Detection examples
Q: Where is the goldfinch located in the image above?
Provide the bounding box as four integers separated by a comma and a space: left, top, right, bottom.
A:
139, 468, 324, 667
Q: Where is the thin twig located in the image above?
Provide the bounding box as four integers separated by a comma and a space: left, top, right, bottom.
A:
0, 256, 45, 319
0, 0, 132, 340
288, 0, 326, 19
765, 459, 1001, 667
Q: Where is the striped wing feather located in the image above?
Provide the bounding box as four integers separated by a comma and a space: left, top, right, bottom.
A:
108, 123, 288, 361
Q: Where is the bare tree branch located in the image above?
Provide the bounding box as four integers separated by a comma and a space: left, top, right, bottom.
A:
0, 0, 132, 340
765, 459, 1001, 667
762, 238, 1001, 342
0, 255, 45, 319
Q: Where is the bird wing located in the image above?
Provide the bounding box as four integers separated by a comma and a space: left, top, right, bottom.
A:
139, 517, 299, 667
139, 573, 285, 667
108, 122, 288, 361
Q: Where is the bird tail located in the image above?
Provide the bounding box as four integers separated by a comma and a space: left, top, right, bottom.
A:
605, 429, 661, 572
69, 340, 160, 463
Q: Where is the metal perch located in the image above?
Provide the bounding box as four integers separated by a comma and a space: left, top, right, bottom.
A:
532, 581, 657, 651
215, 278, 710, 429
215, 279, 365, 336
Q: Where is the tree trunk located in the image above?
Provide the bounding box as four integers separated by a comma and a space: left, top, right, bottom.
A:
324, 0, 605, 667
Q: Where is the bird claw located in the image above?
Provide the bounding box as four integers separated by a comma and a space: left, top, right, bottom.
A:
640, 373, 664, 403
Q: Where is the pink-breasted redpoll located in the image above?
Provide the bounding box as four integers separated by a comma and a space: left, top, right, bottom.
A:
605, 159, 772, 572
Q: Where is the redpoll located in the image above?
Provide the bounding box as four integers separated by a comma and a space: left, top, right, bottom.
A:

WHAT YOU HAVE TO DO >>
Count the lines in the data above that contain the string "wing", where case matters. Reply with the number alone.

RESPONSE TO THIS EXERCISE >>
2